### Given problem
Please count the lines in the rows below that contain the string "railing", with case counting, and reply with only the number.

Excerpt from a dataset
========
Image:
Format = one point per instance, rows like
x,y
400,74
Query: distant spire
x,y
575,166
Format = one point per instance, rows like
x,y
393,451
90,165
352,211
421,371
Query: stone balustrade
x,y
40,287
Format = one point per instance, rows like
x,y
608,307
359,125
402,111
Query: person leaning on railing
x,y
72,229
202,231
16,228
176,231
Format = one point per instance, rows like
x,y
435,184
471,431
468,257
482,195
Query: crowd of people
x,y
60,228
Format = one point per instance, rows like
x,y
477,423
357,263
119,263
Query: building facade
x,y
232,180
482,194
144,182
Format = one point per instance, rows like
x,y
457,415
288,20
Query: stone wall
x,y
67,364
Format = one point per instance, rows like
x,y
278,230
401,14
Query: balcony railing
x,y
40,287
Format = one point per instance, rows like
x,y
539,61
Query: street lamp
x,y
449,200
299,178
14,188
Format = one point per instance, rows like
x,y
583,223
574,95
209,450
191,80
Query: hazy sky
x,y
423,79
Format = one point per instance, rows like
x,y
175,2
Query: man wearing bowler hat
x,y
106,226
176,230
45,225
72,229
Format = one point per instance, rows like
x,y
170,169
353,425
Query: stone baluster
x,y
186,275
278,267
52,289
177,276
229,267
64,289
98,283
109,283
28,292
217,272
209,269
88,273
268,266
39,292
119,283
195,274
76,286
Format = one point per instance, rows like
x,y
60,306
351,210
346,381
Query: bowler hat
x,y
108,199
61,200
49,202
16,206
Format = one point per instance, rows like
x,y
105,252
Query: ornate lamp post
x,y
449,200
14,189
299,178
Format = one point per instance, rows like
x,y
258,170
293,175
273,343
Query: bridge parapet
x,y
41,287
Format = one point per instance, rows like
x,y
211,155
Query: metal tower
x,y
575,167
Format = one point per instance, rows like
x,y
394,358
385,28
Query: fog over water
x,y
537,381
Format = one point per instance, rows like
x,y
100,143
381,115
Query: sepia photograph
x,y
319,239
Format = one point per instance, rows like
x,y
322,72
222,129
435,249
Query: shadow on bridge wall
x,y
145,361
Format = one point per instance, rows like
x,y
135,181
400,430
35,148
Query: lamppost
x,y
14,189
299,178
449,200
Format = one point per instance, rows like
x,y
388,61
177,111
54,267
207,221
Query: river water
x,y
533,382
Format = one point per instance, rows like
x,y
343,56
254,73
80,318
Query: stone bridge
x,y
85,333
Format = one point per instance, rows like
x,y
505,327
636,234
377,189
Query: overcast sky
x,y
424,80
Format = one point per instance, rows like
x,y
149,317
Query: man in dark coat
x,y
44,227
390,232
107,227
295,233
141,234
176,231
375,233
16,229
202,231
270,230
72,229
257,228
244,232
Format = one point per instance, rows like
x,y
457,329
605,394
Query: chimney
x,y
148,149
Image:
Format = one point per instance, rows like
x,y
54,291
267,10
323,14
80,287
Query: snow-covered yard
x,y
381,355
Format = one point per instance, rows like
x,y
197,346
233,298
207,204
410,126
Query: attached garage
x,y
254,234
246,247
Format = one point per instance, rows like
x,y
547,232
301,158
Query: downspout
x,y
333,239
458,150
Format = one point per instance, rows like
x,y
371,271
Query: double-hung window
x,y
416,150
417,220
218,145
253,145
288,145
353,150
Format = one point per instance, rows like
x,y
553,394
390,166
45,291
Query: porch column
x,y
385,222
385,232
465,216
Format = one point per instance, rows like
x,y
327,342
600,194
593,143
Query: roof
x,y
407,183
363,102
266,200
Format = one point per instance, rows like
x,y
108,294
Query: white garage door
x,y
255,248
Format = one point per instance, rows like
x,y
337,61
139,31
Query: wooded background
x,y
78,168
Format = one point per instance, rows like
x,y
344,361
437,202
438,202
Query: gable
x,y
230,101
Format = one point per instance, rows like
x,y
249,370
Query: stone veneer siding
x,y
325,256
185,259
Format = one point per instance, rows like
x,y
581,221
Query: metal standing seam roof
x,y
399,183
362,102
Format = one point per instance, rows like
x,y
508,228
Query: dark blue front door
========
### Exercise response
2